══ Extract to read

The Books Interview: James A Robinson

The co-author of "Why Nations Fail" on what really creates economic growth.

Could one boil down the thesis of your book Why Nations Fail to the James Carville-style slogan, “It’s the institutions, stupid”?                                                                        I suppose that’s fair. It’s the way that societies organise their economy and their policy that is crucial for how successful they are. When I teach Latin American development, I tell my students to look at the Americas today and rank all the countries in terms of prosperity. You start with the US and Canada and you get to Chile, Argentina, Mexico, Colombia and Bolivia, with Haiti down at the bottom. If you go back 100 years, that ranking is the same, so there’s some sort of inertial historical process generating these differences. And I don’t think you can explain it in terms of the US having had better leaders and better ideas. That never struck me as the right way to talk about it.

So the error of the IMF and others in the late 1980s and early 1990s was to suppose that certain sorts of policies lead inevitably to prosperity?                                          Yes, in the sense that you can’t implement certain policies in a system that’s resistant to them. Take central bank independence. In Zimbabwe, Robert Mugabe allowed the IMF to make the central bank independent. But that didn’t really make any difference to monetary policy in Zimbabwe. And, shortly after the central bank became independent, there was hyperinflation.

You downplay the role of geography in driving growth and prosperity, don’t you?   Yes. I’ve worked a lot in sub-Saharan Africa in the past 20 years and I find the idea that Sierra Leone, for example, is poor because of malaria or because it’s in the tropics absurd. I don’t think there’s any reason why Sierra Leone can’t be prosperous. It’s near Europe; it’s on the coast. You talk to people there and they have the same aspirations as you or I have – they want a nice house, running water, electricity; they want to be able to travel; they want to have decent schools for their children; they want opportunities.

════
══ Supplied data

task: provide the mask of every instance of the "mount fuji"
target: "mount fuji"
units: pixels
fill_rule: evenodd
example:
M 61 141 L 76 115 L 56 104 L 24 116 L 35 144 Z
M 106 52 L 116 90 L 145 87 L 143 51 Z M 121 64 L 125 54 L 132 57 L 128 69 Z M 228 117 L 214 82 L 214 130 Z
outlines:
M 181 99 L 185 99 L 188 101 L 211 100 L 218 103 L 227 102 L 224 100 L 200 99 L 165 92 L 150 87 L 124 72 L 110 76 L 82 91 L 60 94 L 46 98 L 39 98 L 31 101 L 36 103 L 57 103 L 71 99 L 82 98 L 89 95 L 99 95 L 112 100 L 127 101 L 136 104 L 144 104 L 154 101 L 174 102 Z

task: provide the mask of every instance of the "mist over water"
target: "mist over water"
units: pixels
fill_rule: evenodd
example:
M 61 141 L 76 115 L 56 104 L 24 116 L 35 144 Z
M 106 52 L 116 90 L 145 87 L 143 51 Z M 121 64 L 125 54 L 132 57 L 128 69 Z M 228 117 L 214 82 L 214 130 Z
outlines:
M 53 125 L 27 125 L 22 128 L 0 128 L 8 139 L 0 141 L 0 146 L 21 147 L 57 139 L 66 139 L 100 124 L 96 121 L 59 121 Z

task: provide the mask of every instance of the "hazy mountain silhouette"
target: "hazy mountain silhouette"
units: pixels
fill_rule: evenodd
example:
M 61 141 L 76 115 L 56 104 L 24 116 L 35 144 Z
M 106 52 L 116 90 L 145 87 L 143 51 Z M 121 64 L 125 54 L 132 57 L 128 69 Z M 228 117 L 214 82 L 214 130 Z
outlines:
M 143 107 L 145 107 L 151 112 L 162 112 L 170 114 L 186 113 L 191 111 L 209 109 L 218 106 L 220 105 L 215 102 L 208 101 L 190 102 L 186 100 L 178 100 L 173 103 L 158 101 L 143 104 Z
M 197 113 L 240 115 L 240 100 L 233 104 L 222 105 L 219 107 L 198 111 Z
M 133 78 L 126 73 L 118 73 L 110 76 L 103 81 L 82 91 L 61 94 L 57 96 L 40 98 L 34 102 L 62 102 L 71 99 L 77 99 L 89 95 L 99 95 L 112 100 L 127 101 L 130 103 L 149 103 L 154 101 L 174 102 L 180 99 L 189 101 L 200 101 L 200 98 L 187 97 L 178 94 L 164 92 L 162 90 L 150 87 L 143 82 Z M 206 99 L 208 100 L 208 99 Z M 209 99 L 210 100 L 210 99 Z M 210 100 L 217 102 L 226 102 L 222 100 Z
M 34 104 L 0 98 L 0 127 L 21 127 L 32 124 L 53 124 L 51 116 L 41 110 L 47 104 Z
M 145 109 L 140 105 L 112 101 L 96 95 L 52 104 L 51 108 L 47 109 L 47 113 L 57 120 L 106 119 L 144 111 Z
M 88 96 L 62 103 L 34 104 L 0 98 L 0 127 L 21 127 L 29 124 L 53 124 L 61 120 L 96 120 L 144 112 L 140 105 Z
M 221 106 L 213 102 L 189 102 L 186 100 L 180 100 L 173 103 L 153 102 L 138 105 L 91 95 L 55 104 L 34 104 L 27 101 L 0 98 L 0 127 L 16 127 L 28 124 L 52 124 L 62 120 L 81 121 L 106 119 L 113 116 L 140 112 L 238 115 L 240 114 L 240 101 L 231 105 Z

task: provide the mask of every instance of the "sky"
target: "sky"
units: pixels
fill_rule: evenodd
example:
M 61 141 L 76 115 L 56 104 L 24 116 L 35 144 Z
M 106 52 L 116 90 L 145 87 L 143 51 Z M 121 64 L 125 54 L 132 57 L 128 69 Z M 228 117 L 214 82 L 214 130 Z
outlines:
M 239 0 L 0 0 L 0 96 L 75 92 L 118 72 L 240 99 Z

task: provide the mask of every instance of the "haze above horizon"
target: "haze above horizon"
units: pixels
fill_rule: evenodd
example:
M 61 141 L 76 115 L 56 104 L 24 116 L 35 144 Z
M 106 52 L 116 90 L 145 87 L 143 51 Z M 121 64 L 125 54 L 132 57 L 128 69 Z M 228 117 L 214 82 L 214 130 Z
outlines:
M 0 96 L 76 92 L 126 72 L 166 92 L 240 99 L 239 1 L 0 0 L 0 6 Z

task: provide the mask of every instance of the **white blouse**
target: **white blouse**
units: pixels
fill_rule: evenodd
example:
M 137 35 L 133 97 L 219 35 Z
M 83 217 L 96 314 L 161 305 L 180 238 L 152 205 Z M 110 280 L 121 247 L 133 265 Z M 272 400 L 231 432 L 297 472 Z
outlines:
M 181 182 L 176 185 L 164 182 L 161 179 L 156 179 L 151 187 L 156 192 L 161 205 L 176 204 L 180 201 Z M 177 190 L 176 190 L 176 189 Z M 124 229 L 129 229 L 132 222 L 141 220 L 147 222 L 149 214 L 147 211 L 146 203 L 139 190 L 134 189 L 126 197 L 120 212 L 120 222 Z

════

According to the interview, what occurred in Zimbabwe shortly after its central bank became independent? The records have no connection to the interview.

> _Reply_: There was hyperinflation.